Data extracted from a collection:
## Start
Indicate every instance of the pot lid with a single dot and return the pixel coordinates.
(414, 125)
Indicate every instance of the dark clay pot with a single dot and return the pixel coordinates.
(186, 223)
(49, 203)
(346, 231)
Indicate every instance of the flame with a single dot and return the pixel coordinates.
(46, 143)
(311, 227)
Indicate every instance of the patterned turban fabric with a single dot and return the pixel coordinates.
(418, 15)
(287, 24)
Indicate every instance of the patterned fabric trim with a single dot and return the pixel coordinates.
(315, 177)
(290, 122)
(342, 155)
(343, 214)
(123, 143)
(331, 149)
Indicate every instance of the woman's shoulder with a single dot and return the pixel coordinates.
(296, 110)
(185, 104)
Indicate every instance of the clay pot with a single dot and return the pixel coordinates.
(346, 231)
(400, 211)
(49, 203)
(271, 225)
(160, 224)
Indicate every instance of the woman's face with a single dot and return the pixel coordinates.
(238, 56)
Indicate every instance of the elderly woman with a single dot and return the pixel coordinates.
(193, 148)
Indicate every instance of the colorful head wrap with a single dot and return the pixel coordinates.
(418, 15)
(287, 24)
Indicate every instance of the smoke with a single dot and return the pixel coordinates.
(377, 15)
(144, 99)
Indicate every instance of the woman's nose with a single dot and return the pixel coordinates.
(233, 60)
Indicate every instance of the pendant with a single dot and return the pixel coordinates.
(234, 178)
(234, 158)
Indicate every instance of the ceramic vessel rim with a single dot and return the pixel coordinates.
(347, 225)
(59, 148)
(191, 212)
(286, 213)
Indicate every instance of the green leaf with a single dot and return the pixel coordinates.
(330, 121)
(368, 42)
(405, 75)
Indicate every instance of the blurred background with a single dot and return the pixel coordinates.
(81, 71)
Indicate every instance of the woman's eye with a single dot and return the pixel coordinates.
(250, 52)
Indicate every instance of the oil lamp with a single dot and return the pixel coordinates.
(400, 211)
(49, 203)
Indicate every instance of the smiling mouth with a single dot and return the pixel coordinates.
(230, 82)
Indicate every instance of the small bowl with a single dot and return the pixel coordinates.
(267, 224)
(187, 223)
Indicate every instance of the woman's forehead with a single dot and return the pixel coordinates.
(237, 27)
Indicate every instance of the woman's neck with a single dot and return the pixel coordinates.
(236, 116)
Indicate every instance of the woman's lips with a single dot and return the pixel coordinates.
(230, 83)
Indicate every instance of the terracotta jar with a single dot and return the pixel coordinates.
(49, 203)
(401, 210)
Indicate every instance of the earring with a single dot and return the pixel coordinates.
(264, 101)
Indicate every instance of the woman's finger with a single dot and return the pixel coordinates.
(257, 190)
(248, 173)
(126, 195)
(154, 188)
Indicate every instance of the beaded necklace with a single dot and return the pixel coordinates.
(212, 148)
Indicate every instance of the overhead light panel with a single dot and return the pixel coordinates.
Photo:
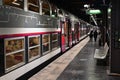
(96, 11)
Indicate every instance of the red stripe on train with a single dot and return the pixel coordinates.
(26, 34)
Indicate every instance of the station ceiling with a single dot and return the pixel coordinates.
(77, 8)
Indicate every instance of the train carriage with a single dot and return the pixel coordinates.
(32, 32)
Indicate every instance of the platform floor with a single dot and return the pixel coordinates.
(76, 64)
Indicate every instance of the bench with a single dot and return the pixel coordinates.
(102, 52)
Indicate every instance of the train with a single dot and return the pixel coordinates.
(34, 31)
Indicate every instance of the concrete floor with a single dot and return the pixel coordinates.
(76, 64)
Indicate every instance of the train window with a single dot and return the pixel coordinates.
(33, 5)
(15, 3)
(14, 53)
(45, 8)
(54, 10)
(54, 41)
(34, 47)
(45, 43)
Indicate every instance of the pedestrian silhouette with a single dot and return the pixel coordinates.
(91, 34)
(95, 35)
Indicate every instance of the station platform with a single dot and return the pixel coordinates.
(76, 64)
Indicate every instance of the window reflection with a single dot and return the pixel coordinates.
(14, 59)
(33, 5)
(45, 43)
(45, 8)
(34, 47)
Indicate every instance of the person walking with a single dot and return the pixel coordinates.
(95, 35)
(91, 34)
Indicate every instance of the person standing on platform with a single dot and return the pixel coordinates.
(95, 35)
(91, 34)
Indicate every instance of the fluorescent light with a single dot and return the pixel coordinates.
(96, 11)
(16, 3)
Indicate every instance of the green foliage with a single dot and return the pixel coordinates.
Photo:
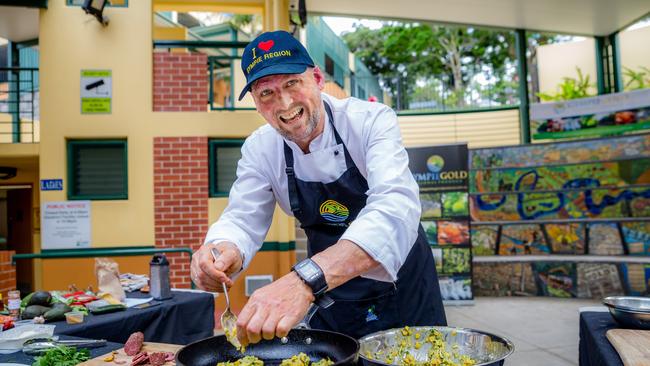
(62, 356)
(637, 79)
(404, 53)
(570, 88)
## End
• _EXERCISE BRIEF_
Take the line that contains "Indicate every instance of the window" and every line after it up to the end of the records above, and restate them exactly, without the pictures.

• _IN RESPONSE_
Indicate every instance of the window reflection with a single dot and return the pixel coordinates.
(14, 59)
(33, 5)
(45, 43)
(45, 8)
(34, 47)
Indicate every instance of the person walking with a single dot and return the pixel coordinates.
(95, 35)
(91, 34)
Indicate every instance of the person standing on platform with a single dot and return the pixel coordinates.
(95, 35)
(91, 34)
Indicate every instance of the fluorescent light with a single dot and return the pixel coordinates.
(96, 11)
(16, 3)
Indicate every instance of the green foliage with a single dot and return the pixel coordinates.
Photo:
(62, 356)
(637, 79)
(404, 53)
(570, 88)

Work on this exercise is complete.